- Opening Delimiter -
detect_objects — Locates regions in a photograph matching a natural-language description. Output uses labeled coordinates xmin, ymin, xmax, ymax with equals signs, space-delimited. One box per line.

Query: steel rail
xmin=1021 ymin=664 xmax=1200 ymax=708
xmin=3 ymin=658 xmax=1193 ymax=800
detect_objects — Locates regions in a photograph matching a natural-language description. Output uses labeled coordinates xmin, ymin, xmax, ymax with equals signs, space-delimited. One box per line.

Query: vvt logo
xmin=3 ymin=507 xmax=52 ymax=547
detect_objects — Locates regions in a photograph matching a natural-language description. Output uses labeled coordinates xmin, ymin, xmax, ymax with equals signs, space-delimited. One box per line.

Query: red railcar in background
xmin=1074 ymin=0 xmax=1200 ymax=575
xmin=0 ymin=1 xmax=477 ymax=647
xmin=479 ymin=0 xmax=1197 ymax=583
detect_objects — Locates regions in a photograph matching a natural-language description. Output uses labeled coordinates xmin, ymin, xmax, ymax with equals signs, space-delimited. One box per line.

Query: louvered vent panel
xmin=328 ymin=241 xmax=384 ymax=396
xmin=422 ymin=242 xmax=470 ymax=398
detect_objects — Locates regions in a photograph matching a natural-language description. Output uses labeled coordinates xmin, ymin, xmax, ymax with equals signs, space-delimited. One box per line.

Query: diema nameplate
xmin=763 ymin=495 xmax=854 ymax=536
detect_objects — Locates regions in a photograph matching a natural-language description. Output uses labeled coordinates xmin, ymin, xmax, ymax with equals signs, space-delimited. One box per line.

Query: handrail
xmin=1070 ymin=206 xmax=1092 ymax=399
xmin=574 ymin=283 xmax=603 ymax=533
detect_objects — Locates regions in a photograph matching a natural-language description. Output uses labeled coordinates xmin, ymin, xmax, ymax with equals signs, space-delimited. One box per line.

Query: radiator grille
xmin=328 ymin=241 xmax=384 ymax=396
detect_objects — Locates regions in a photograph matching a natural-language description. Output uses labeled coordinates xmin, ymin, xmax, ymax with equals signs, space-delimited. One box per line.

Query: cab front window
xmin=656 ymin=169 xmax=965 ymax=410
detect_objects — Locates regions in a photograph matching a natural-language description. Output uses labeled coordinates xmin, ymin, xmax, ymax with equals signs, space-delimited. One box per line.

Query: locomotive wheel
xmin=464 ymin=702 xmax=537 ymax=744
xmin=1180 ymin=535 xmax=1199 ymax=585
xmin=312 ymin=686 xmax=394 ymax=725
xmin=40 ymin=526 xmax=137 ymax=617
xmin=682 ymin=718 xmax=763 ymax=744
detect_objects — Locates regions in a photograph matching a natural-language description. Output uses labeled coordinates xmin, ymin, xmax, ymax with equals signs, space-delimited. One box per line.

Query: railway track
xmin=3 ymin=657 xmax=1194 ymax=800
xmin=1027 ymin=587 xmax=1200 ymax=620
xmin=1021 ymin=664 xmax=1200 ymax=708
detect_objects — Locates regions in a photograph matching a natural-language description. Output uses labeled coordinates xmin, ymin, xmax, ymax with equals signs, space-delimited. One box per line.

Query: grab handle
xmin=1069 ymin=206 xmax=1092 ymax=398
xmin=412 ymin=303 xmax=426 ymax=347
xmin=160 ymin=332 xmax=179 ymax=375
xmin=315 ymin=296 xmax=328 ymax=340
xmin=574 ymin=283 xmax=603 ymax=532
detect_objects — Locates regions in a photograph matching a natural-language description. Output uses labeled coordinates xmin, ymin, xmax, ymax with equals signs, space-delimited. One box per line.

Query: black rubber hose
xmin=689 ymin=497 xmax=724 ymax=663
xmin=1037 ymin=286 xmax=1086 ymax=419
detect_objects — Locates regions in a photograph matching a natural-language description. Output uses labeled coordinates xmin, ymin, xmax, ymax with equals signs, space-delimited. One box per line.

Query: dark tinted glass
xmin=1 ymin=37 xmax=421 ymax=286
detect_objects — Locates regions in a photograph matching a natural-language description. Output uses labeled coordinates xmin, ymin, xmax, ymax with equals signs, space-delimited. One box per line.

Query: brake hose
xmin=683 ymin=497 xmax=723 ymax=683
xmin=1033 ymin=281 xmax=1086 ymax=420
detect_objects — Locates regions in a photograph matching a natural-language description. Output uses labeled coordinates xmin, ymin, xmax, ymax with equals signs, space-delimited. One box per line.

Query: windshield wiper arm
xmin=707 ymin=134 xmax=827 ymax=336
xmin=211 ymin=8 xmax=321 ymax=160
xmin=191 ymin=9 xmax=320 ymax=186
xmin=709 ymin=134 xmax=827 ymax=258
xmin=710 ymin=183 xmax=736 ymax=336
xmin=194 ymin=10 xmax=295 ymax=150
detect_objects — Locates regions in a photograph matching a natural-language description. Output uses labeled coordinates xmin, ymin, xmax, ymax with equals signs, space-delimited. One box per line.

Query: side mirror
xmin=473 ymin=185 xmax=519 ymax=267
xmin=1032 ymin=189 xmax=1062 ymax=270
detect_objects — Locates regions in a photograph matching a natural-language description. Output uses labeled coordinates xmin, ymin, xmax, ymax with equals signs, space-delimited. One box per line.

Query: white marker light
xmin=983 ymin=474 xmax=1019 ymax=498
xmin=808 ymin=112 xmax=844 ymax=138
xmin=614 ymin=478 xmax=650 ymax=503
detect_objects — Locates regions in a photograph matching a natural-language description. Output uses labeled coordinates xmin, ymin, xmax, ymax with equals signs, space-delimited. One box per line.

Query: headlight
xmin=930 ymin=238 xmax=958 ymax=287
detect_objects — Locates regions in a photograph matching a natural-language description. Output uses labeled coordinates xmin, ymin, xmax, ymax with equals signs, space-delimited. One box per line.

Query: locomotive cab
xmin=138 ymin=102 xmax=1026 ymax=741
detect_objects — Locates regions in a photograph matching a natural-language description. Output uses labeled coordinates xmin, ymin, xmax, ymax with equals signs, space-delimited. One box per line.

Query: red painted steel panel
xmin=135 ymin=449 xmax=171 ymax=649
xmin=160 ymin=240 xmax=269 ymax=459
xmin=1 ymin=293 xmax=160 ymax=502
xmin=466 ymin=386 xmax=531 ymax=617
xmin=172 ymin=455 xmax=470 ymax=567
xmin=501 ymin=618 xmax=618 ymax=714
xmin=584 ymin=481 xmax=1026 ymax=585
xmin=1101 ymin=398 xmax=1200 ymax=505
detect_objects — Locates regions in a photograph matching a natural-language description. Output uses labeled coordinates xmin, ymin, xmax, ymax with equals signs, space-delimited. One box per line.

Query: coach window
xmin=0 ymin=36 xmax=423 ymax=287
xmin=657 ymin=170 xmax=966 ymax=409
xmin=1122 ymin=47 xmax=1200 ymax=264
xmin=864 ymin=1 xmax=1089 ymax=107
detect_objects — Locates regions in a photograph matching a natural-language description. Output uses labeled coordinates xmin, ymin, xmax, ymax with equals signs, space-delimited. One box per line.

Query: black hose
- Closing Delimiter -
# WHAT NEEDS TO BE DONE:
Your answer must be every record above, repeated exactly.

# REPLY TO THE EXERCISE:
detect_objects — Locates regions in a photograph matching a natural-language description. Output uses labeled coordinates xmin, ymin, xmax, ymax with equals signs, space-delimited. One box per line.

Query: steel rail
xmin=1021 ymin=664 xmax=1200 ymax=708
xmin=3 ymin=658 xmax=1193 ymax=800
detect_objects — Locates regions in a photograph matching a natural-language description. Output uses labeled coordinates xmin, ymin, xmax, ymax with equals signs, space-delimited. One box per line.

Query: vvt logo
xmin=3 ymin=507 xmax=52 ymax=547
detect_objects — Locates regions in a photograph matching a natural-language description. Output uses labeled coordinates xmin, ymin, xmax, ymax with equals signs, space-delimited. One box per line.

Query: red railcar in background
xmin=1074 ymin=0 xmax=1200 ymax=575
xmin=0 ymin=1 xmax=477 ymax=647
xmin=479 ymin=0 xmax=1197 ymax=583
detect_objects — Locates regions in a photograph matching a natural-language description. Output uses labeled coordinates xmin, ymin, xmax, ymax with equals signs, space-delimited. One box per line.

Query: louvered vent panel
xmin=328 ymin=241 xmax=384 ymax=396
xmin=422 ymin=242 xmax=470 ymax=398
detect_objects — Locates regions in a photograph matching a natural-language description. Output uses labeled coordinates xmin, ymin, xmax, ymax with equals signs, space-delimited. One box per line.

Query: diema nameplate
xmin=763 ymin=495 xmax=854 ymax=536
detect_objects — Locates regions in a photograph matching a natural-language description. Output uses labeled coordinates xmin, ymin, xmax, ymax with equals signs, space-delimited. One box per line.

Query: handrail
xmin=1070 ymin=206 xmax=1092 ymax=399
xmin=574 ymin=283 xmax=603 ymax=533
detect_objects — Locates regions in a photograph matching a natural-language description. Output uses labeled coordinates xmin, ymin, xmax, ymax with equals signs, space-delimited. One box per line.

Query: radiator grille
xmin=328 ymin=241 xmax=384 ymax=396
detect_objects — Locates regions in a photograph matching a natural-language description. Output uses labeled coordinates xmin, ymin, xmax, ymax with equals signs, space-delimited. One box per line.

Query: cab front window
xmin=656 ymin=169 xmax=965 ymax=410
detect_objects — Locates regions in a photograph matching a natural-language description. Output uses labeled coordinates xmin, ymin, xmax, ymax with equals signs, space-delimited. One box per line.

Query: locomotive wheel
xmin=464 ymin=702 xmax=537 ymax=744
xmin=1180 ymin=535 xmax=1199 ymax=585
xmin=312 ymin=686 xmax=394 ymax=725
xmin=40 ymin=526 xmax=137 ymax=617
xmin=682 ymin=718 xmax=763 ymax=744
detect_objects — Locates regions in a photograph matching a natural-language description. Output uses labeled coordinates xmin, ymin, xmax, ymax with equals signs, space-delimited. One box per line.

Query: railway track
xmin=3 ymin=657 xmax=1194 ymax=800
xmin=1027 ymin=587 xmax=1200 ymax=620
xmin=1021 ymin=664 xmax=1200 ymax=708
detect_objects — Locates regions in a photograph matching a natural-language description. Output uses labeled coordinates xmin, ymin, xmax, ymax with equals signs, space-delimited. One box per line.

Query: grab handle
xmin=1069 ymin=206 xmax=1092 ymax=398
xmin=412 ymin=303 xmax=426 ymax=347
xmin=160 ymin=332 xmax=179 ymax=375
xmin=315 ymin=296 xmax=328 ymax=340
xmin=574 ymin=283 xmax=603 ymax=532
detect_objects — Locates regions in a photograph matching a natural-language description. Output uses labeled coordinates xmin, ymin, xmax, ymax with equals signs, space-delimited. One box per line.

Query: black rubber hose
xmin=689 ymin=497 xmax=724 ymax=663
xmin=1037 ymin=286 xmax=1086 ymax=419
detect_objects — Locates regions in a photograph matching a natural-language description. Output uses labeled coordinates xmin, ymin, xmax, ymax with equals signs, space-delimited. One box per line.

Query: dark tinted glass
xmin=1 ymin=37 xmax=421 ymax=286
detect_objects — Locates regions in a photograph matching a natural-language description. Output uses labeled coordinates xmin, ymin, xmax, ymax with equals signs, space-delimited. One box per line.

Query: brake hose
xmin=683 ymin=497 xmax=723 ymax=683
xmin=1033 ymin=281 xmax=1086 ymax=420
detect_objects — Locates regions in a photograph matching a natural-language description. Output uses labeled coordinates xmin, ymin, xmax, ymax with equals signs, space-delimited. One box per line.

Query: windshield wiper arm
xmin=707 ymin=134 xmax=827 ymax=336
xmin=211 ymin=8 xmax=321 ymax=160
xmin=191 ymin=9 xmax=320 ymax=186
xmin=709 ymin=134 xmax=827 ymax=258
xmin=710 ymin=183 xmax=736 ymax=336
xmin=194 ymin=10 xmax=295 ymax=150
detect_objects — Locates regions in a photograph matching a natural-language description. Output uses labeled coordinates xmin, ymin, xmax, ymax with equals signs, space-delimited. One box per line.

Query: side mirror
xmin=473 ymin=185 xmax=519 ymax=267
xmin=1032 ymin=189 xmax=1062 ymax=270
detect_objects — Locates regions in a photograph matching a natural-language description. Output uses labeled coordinates xmin, ymin, xmax, ymax with equals signs, space-delimited. One box per line.

Query: white marker light
xmin=983 ymin=474 xmax=1019 ymax=498
xmin=808 ymin=112 xmax=844 ymax=138
xmin=614 ymin=478 xmax=650 ymax=503
detect_objects — Locates regions in a photograph matching a natural-language description. Output uses labeled coordinates xmin, ymin, xmax, ymax with equals signs, space-delimited. One box per line.

Query: headlight
xmin=930 ymin=238 xmax=958 ymax=287
detect_objects — Locates regions in a photograph matching a natural-language description. Output uses labeled coordinates xmin, ymin, xmax, ymax with equals signs, space-delimited. One box per line.

Query: locomotive cab
xmin=138 ymin=102 xmax=1026 ymax=741
detect_objects — Locates regions in a photograph matching a natural-language description. Output uses labeled coordinates xmin, ymin, xmax, ymax with equals signs, space-delimited. One box per line.

Query: red painted steel panel
xmin=135 ymin=449 xmax=171 ymax=649
xmin=160 ymin=240 xmax=269 ymax=459
xmin=1 ymin=293 xmax=160 ymax=502
xmin=466 ymin=386 xmax=531 ymax=617
xmin=172 ymin=455 xmax=470 ymax=567
xmin=501 ymin=618 xmax=618 ymax=714
xmin=584 ymin=481 xmax=1026 ymax=585
xmin=1101 ymin=398 xmax=1200 ymax=505
detect_objects — Locates regions in a photograph matching a natural-language description. Output uses labeled coordinates xmin, ymin, xmax, ymax with equals signs, space-delimited. One box per line.

Query: coach window
xmin=0 ymin=36 xmax=423 ymax=287
xmin=657 ymin=170 xmax=966 ymax=409
xmin=1122 ymin=47 xmax=1200 ymax=264
xmin=864 ymin=1 xmax=1089 ymax=107
detect_objects — Locates regions in a photograph matching a natural-language description. Output uses labeled coordinates xmin, ymin, xmax, ymax with equals signs, space-delimited. One box per line.

Query: black hose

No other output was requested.